Directions:
1 > List every phrase in the hospital letter that refers to a group of people.
2 > Carry on the hospital letter in the same voice, starting after its final sentence.

Excerpt:

___

Joseph P. Bottini, August 13, 2016
Decision made without proper canvassing of medical professionals opinions is folly.
It appears a group of citizens, and some politicians, decided we need a new hospital to replace the three existing facilities. The most pronounced reason I have heard, thus far, is the State is offering $300,000,000 and we best take full advantage of this opportunity. This is not a wrong opinion. It has some merit.
The second most often heard reasoning for a vote for the project is it would help the city of Utica rehabilitate a huge neighborhood that is in a state of deterioration. This is not a wrong opinion. It has some merit.
However, neither reason by itself, nor even both reasons together, would suffice as the criteria that carry the day for or against the decision. Each position mandates supportive data in order to carry the burden of full vetting to a reasonable and well thought-out conclusion.
I have not seen any reports of professional medical personnel indicating this need. This decision ought to, at least, have the support of the medical community. I may have missed it, but do we have a list of medical professionals for, and a list against such a project? Has it been made public?

___

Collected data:
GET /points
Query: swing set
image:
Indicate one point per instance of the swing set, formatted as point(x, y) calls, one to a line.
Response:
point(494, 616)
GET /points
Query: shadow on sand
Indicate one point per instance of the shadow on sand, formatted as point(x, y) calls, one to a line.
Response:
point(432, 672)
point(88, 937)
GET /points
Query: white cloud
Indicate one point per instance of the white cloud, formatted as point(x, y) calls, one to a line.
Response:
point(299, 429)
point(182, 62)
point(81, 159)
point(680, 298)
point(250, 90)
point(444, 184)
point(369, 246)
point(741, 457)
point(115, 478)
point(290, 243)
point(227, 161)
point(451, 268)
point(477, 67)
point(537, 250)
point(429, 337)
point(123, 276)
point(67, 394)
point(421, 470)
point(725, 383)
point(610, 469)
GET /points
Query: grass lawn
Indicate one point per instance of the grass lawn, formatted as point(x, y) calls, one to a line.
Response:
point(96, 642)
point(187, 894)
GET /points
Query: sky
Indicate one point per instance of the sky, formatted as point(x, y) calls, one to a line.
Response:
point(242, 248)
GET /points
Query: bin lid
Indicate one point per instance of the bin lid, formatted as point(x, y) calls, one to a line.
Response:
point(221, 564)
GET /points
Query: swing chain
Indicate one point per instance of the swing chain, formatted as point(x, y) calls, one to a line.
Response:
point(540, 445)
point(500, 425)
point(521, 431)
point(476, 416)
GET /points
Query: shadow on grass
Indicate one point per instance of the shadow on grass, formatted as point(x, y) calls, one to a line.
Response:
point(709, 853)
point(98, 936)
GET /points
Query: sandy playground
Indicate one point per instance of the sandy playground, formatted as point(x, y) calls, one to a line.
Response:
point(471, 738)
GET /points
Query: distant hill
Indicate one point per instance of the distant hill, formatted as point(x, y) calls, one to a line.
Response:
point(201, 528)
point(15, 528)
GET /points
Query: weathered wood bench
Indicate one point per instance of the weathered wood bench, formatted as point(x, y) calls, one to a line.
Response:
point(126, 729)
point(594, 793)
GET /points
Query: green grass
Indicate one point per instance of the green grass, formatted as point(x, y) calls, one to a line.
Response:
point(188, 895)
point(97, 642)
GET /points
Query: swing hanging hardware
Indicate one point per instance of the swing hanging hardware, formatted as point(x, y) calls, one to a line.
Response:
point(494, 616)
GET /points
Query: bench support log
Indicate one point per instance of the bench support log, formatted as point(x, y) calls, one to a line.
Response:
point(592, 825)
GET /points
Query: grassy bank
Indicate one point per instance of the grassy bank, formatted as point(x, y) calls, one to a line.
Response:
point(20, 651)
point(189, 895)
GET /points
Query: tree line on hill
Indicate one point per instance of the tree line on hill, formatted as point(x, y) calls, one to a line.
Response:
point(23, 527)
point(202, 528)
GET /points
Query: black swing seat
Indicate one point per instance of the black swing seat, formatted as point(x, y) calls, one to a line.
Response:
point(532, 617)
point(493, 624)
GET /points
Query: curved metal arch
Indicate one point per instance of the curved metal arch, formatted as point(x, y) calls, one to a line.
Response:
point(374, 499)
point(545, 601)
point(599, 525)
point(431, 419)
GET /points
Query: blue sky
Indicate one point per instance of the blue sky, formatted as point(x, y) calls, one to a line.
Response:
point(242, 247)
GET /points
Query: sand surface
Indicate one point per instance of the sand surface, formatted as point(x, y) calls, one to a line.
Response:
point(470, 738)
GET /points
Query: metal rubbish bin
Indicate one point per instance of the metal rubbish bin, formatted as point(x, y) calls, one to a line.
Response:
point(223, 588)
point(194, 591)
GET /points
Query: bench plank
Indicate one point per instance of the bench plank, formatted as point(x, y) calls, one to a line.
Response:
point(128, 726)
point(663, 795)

___

Task-by-task outputs:
1 >
- a group of citizens
- some politicians
- professional medical personnel
- the medical community
- medical professionals

2 >
Once this is surveyed and distributed, it seems to me one ought to compile and distribute a list of those medical professionals who are for a downtown site and a list of those for the St. Luke’s site. Do we have such information and has it been made public?
If one is to support a decision, one needs all the compelling negatives (reasons against the decision), all the compelling positives (reasons for the decision) boldly publicized. If it is a right decision, the negatives would be few and minor - and the positives would be many and major. Only in this way would we know if it is a good decision.
I would submit it is a good idea to include the non-medical employees including the blue-collar hires. There could easily be some very serious reasons for or against a project of this caliber rendered by those who work in its system on a daily basis. Each of aforementioned folks could harbor some good insight by virtue of one’s daily working the system and thus, knowing it in an intimate and “hands-on” fashion.
About fifty years ago, I worked as a “male orderly” - who today might be a nurse’s assistant. I observed and learned much about the hospital from a point of view far different than the physicians, registered nurses, practical nurses, administrators, laboratory specialists, phlebotomists, dietary employees, laundry staff, maintenance staff, or what at the time was referred to as cleaners (inside maintenance).
Those first responders who have the responsibility of transporting and caring for patients while getting them to a hospital facility would have some input about traffic and could easily rate the hospital’s access. This is a very important consideration that the hospital CEO and Chief Physician would not be in a position to evaluate.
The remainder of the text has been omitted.